Ouch! Jammed toe? On to Nassau
02/28/2009, Berry Islands to Nassau
Saturday, February 28, 2009
What a positively benign evening... the winds died down and shifted to the east so that we swung towards shore for a change instead of a violent shift North then South with the current changes and winds. It was a good sleeping night except for Wayne being in pain. He took a spill in the cockpit last night and jammed his toe so he had a rough night of it.
It's hard saying goodbye to Aurora this morning but this is better for us. As much as I'd like to hang with them, we'd both like to cross the deep water in lighter seas and according to our weather forecasts - today is it.
Originally we were going to head over to Andros. We were going to skip Morgan's Bluff and head directly to Fresh Creek with Aurora (the 3rd largest reef is located along that stretch) but the more we both thought of it - it made more sense to cross the Tongue of the Ocean or the North West Channel with the smaller waves instead of going over to Andros and then getting bogged down for another week waiting for the right conditions to cross again. The clincher was when we pulled out our snorkel gear and discovered that both breathing tubes had deteriorated beyond repair (I originally thought - hey we can duck tape the broken seams, only there were to many in the grooves). In order to dive around the reefs, we'd need new equipment so all we could do is watch them dive. As much as I wanted to continue our travels with Aurora, it just didn't make sense. I radioed Brigid to let her know. It really made me sad to do that, but after sitting here for a week it was time to head south. We'd really only be going there at this point because they were. I'll have to email the pictures of them to them when we get home and I have reliable (and faster) Internet service. I followed their sail on the horizon as we left for Nassau until they winked out of sight ... I'm truly going to miss those guys...
Leaving the Berry Islands Club I watched the water change from the various shades of green I'd become accustomed to into the darker sapphire blue as we hit the deeper water again on a heading of ~125 degrees magnetic. It looks like the deepest part that we're crossing is a little over 2 miles deep (10,782 ft).
I saw some flying fish again - they're something else to watch! Wayne hung our yoyo over the side once we got into deeper waters. He's hoping to catch a mahi mahi or actually almost anything. This is our first fishing try so we'll see. So far we've managed to catch some Sargosa weeds - but that's about it.
━━━━━━━━
### GOAL 1
In the sailing log, what compass heading did the boat take after leaving the Berry Islands Club?
### GOAL 2
Do these statements agree with the sailing log? (a) The deepest part of the crossing is a little over two miles deep. (b) The couple sailed on to Andros with Aurora. (c) Wayne caught a mahi mahi on the crossing.
### GOAL 3
Write the next part of the sailing log, picking up after its final sentence.

### DATA EXCERPT
━━━━━━━━
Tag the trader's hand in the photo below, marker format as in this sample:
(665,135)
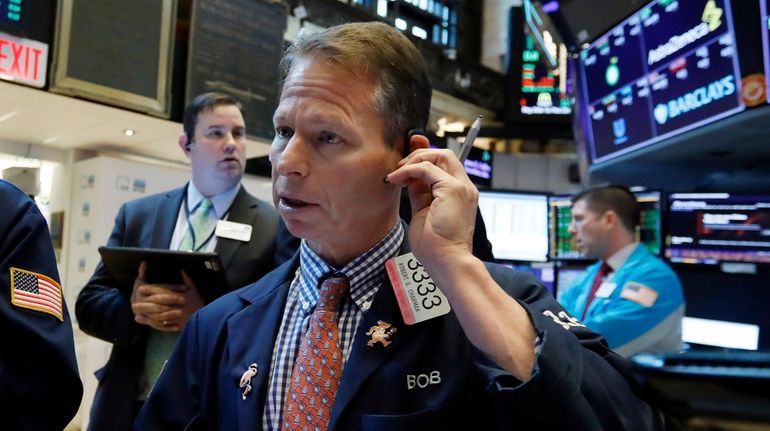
━━━━━━━━
### WRITTEN ANSWER 1
About 125 degrees magnetic.

### WRITTEN ANSWER 2
(a) Yes: "the deepest part that we're crossing is a little over 2 miles deep (10,782 ft)."
(b) No: "it made more sense to cross the Tongue of the Ocean or the North West Channel with the smaller waves instead of going over to Andros."
(c) No: "So far we've managed to catch some Sargosa weeds - but that's about it."

### WRITTEN ANSWER 3
No fish for us today but he did get the feel for how the yoyo works. We approached Nassau Harbor and requested and were permitted entry then went about trying to find a marina for a couple of days. The Nassau Harbor Club Marina was the only one to respond to our hail and told us to call/check back in half an hour - they had 2 boats leaving. It took us about a half hour to get there - they're the last marina in the row along Nassau Harbor and when we called again they told us where to head - east dock, starboard tie-up. Right after that another boat called and were turned away for the night - call back tomorrow - so we were lucky to get in and tucked away a little after 4pm. It seems strange to pay for water. They charge $6/day for water here at the dock - whether you use it or not I guess.
It's been a long time since we've been here - since the late 70's or early 80s. This time we're here on our little boat as opposed to last time when we were headed to Eleuthera. Our hotel burned down and we were stranded here in Nassau at a hotel that was not so stellar for a week. We both kind of wonder if it's still here - I thought I might have seen one that could have been it as we entered the harbor. It was across from the beach area we passed. We'll have to check it out. There were several cruise ships in port that we passed. What huge monstrosities! Looking up at it from below and beside it - it looks like a huge wall of ports with people hanging over the sides looking back at me... We're totally dwarfed riding next to them.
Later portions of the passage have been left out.